--- START OF Data listing ---

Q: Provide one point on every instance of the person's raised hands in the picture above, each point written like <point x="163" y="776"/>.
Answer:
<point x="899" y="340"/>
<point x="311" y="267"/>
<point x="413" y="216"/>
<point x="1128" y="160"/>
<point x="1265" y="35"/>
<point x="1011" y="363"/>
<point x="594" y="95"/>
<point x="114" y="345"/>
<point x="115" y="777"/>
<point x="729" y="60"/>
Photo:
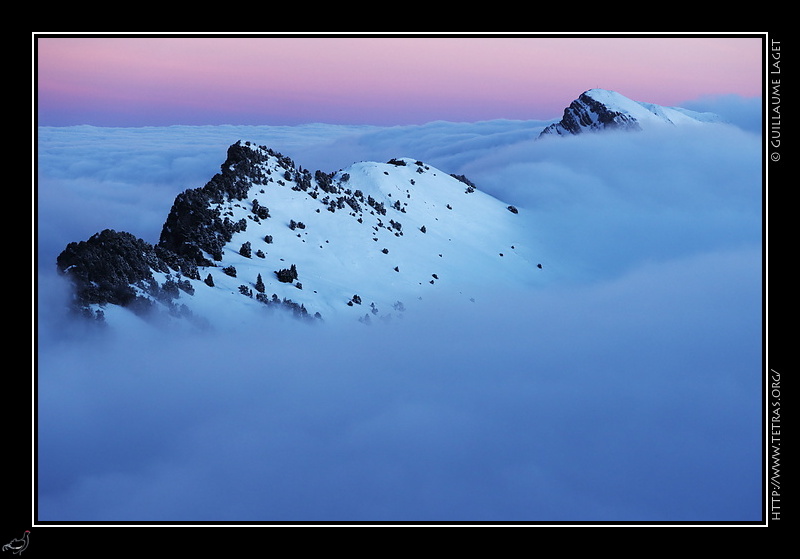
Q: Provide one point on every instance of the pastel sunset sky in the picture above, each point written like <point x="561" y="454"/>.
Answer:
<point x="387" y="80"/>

--- END OF Data listing ---
--- START OF Data listing ---

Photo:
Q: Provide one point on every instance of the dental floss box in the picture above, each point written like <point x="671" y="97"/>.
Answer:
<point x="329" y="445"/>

--- END OF Data listing ---
--- START OF Data listing ---

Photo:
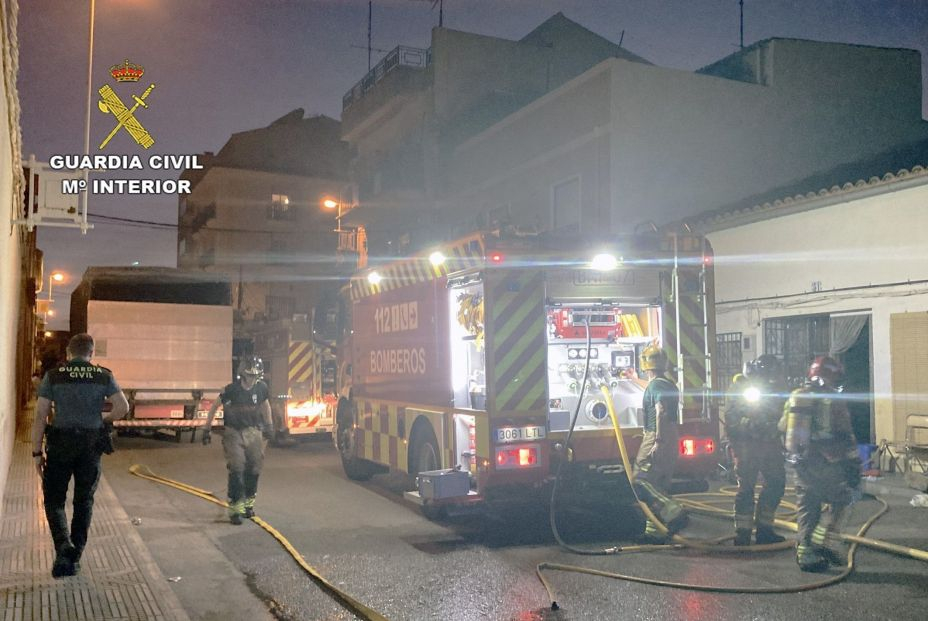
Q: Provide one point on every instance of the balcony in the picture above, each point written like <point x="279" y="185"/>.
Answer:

--- END OF Data listing ---

Please gather every line in the items above that contains the word "Provide", and copy each of those lines in full.

Q: Provide one point on every instance of the person's raised hands in the picture above, each point written like <point x="163" y="776"/>.
Q: Provide one point on every instance of the pastel sunset sky in the picture above, each point written like <point x="561" y="454"/>.
Q: Provide one point on every instance of the dental floss box in the picture above, each point written like <point x="671" y="97"/>.
Q: Provide one point on every instance of the balcony in the picture above, each point written like <point x="279" y="185"/>.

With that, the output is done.